Written instruction ▸ Rewrite every line from the first one down to the line containing "column 74, row 216", swapping "lane-count record" for "lane-tally record" and leaving everything else unchanged.

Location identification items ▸
* BEGIN *

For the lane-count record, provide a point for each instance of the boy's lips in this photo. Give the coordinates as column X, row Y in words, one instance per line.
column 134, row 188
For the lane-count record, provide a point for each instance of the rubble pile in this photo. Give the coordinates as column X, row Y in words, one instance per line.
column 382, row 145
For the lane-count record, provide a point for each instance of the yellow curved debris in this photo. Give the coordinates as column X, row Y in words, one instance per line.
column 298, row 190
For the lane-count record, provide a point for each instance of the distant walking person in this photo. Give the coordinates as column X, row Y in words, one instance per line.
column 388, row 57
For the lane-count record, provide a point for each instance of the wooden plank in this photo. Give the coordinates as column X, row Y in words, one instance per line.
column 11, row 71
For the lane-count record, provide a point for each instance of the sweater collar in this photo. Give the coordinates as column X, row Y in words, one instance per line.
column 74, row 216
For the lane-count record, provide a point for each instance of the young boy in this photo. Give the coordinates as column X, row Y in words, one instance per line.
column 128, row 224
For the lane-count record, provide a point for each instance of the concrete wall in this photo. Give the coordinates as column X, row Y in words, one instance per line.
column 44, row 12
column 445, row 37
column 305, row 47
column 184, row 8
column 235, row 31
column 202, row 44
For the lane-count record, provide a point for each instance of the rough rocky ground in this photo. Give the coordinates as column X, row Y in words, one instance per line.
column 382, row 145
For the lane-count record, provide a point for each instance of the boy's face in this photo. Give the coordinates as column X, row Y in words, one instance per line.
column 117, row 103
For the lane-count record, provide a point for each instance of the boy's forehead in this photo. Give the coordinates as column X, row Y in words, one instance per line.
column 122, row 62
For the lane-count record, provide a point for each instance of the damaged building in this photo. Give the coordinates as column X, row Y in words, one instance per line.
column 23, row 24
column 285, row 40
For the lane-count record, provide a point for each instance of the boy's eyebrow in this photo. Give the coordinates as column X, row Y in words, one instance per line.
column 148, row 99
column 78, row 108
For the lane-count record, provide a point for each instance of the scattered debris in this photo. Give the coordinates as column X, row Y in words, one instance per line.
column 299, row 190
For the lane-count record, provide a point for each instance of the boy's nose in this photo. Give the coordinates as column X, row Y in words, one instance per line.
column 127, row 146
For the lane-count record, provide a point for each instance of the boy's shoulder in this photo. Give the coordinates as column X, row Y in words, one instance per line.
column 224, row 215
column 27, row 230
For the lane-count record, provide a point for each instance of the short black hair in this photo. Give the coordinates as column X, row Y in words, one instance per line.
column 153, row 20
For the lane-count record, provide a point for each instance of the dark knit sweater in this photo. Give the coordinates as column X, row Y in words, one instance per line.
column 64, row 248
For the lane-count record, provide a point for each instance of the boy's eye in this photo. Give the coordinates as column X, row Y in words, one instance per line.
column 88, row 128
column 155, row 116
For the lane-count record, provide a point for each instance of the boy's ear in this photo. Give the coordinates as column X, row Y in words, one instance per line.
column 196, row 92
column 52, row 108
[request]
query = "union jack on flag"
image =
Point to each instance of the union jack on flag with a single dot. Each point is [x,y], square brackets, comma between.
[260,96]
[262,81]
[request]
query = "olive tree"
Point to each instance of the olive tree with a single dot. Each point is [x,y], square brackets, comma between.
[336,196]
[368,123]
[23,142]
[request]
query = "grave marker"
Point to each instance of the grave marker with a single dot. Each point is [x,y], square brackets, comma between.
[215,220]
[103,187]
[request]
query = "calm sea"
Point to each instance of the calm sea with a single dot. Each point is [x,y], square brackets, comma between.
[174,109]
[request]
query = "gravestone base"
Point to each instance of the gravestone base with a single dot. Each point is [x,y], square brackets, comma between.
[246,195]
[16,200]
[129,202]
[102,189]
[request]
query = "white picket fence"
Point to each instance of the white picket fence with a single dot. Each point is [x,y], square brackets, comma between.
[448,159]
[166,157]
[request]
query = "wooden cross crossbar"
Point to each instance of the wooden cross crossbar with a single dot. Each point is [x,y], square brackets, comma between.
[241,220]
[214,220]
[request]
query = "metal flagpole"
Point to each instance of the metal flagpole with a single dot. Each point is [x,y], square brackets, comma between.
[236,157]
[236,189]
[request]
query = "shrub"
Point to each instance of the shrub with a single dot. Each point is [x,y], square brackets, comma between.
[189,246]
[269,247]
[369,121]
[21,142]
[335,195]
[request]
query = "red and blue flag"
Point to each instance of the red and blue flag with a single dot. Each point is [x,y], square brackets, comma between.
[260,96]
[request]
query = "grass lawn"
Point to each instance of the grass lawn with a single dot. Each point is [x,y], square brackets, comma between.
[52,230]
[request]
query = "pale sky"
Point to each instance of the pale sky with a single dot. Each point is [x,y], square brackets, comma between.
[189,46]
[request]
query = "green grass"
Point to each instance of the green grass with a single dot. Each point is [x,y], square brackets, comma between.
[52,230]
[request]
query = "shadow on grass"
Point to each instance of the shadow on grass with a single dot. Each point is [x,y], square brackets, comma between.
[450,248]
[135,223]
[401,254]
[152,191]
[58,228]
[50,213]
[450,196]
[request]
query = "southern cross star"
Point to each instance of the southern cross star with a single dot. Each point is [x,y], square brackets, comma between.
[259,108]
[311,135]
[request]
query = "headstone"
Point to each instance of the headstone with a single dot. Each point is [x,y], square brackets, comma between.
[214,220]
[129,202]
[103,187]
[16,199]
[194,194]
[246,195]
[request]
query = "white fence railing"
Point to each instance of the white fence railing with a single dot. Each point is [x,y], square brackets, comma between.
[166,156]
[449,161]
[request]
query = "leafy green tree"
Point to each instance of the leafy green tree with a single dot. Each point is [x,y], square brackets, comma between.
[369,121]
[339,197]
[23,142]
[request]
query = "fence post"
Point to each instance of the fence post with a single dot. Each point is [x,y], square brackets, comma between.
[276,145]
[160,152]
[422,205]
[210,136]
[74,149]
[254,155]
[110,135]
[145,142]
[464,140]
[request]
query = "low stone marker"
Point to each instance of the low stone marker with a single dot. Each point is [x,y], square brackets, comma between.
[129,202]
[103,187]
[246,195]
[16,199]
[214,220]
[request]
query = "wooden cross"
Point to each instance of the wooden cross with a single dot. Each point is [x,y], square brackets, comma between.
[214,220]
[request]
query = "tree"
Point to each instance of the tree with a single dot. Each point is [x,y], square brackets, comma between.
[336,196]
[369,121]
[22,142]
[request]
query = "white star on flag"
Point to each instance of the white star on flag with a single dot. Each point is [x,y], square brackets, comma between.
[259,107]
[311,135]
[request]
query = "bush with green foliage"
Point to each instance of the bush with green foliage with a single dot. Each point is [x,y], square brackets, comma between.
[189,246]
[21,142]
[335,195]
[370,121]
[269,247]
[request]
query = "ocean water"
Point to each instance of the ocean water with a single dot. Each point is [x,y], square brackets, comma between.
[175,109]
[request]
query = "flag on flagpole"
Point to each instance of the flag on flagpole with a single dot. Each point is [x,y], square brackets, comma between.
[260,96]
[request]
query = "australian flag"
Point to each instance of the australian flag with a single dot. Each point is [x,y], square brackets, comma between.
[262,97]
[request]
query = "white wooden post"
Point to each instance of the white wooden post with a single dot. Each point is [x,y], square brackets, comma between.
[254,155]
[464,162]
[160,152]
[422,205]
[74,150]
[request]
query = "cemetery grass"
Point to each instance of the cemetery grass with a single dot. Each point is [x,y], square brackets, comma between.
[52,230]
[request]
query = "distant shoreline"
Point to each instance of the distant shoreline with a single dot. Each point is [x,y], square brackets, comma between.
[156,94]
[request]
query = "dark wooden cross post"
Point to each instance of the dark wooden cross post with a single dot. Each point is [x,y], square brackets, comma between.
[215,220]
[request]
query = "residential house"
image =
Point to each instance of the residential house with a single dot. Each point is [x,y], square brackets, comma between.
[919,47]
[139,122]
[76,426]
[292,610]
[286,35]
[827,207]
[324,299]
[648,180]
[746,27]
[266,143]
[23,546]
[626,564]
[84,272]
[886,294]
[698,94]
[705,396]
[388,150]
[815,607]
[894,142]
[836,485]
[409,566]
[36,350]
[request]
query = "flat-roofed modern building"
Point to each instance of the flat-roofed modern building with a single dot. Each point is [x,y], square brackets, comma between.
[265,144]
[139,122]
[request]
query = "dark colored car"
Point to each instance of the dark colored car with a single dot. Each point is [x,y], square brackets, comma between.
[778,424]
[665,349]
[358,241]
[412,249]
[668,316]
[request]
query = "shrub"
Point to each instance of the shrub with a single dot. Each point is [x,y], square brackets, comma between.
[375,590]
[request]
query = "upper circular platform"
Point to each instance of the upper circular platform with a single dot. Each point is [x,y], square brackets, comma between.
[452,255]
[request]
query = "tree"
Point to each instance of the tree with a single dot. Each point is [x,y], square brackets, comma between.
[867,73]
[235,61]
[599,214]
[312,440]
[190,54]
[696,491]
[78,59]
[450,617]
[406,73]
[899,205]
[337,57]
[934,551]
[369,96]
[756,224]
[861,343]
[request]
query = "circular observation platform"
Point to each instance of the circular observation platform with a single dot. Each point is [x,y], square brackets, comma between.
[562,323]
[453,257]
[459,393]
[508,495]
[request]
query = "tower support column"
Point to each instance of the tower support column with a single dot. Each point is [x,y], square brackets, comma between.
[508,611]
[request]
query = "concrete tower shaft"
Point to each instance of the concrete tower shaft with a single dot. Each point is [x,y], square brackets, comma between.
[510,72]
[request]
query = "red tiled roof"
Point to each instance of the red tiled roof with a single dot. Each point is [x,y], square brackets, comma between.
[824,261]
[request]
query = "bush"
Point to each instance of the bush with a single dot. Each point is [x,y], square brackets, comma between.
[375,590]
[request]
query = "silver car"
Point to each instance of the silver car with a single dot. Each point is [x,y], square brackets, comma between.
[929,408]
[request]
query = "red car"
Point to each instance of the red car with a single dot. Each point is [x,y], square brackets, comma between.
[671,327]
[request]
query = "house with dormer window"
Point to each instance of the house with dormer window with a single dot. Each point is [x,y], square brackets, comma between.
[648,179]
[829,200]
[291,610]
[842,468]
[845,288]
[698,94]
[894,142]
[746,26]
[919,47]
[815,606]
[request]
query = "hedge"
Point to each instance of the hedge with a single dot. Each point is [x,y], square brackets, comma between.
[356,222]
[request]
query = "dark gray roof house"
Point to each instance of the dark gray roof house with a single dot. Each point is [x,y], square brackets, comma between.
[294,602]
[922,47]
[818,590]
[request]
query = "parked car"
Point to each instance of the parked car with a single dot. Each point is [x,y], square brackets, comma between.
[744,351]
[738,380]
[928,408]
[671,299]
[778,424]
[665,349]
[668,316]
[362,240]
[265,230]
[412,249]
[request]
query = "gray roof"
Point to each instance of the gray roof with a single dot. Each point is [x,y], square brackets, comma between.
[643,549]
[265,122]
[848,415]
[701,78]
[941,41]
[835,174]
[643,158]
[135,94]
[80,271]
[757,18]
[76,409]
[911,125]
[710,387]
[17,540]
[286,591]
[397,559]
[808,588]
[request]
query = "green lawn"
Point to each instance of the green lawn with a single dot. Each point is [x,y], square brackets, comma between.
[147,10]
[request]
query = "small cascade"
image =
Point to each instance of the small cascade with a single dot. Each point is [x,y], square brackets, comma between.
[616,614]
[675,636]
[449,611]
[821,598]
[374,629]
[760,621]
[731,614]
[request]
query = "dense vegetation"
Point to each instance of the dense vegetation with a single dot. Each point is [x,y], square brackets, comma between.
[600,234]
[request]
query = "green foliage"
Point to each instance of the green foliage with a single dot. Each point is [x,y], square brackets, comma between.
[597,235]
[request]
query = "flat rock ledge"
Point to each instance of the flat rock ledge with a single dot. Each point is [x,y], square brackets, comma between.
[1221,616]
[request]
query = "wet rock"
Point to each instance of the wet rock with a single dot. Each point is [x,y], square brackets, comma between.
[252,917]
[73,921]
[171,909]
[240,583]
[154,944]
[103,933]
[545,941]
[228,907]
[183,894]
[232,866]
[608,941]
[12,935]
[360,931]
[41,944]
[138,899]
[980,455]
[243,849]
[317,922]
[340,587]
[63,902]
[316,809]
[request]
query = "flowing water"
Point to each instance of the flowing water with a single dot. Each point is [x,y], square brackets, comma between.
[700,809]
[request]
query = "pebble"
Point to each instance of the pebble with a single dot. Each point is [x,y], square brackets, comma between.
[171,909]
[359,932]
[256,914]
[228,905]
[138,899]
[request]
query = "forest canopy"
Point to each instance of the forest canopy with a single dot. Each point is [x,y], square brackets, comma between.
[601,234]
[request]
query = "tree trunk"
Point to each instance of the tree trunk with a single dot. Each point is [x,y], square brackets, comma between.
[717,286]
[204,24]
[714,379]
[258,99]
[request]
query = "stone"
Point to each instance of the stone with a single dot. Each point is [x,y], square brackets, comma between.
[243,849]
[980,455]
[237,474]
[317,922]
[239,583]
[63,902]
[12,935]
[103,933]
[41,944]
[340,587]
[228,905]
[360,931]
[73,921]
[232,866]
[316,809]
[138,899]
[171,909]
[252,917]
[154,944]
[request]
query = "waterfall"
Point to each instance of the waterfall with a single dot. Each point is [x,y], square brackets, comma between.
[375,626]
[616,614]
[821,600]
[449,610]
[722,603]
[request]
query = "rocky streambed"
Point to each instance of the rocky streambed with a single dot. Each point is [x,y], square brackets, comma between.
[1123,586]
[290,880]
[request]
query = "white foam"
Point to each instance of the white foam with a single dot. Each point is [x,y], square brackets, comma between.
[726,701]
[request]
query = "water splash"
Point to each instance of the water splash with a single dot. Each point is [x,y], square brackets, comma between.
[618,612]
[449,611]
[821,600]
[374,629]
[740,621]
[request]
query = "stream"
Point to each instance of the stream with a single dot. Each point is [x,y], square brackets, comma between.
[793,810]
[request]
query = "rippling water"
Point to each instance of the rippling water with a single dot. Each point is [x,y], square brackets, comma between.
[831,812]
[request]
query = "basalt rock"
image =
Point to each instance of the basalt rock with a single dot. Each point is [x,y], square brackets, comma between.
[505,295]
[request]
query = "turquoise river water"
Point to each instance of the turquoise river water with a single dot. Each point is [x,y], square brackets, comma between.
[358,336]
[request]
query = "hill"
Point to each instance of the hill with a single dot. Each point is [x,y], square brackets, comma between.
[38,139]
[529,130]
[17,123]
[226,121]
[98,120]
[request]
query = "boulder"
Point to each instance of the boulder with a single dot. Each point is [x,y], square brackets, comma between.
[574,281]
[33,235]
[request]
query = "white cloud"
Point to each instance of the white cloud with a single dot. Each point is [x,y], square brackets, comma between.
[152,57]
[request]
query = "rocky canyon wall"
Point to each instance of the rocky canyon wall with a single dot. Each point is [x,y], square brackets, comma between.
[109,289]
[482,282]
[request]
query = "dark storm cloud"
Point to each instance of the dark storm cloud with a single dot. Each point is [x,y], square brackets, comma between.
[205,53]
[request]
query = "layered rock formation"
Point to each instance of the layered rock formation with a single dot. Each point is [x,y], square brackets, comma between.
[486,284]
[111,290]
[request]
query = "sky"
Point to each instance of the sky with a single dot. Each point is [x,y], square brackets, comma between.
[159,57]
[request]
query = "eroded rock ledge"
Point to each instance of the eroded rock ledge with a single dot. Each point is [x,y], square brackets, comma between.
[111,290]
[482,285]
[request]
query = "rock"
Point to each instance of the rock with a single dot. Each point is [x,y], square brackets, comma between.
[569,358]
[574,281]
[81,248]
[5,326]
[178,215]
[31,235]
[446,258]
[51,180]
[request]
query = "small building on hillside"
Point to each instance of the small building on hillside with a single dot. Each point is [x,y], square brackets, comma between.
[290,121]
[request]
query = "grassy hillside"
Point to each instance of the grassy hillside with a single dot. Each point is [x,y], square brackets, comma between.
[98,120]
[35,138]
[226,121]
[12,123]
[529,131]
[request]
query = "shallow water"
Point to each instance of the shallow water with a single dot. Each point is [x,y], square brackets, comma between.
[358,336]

* END *

Task result ▸
For the lane-tally record, provide a point for each instance of the boy's lips in this photo. Give the coordinates as column X, row Y in words, one instance per line.
column 134, row 188
For the lane-tally record, provide a point for each instance of the rubble pile in this photo. Give the coordinates as column X, row Y in words, one instance per line.
column 382, row 145
For the lane-tally record, provide a point for each instance of the yellow curved debris in this photo. Give the coordinates as column X, row Y in words, one instance per line.
column 298, row 190
For the lane-tally record, provide a point for each instance of the distant walking person in this photo. Give the coordinates as column X, row Y in words, one instance per line.
column 388, row 57
For the lane-tally record, provide a point for each instance of the wooden plank in this photo. Give the coordinates as column X, row Y in words, one instance per line.
column 11, row 71
For the lane-tally record, provide a point for each instance of the sweater collar in this photo. Give the coordinates as column X, row Y in words, one instance per line.
column 74, row 216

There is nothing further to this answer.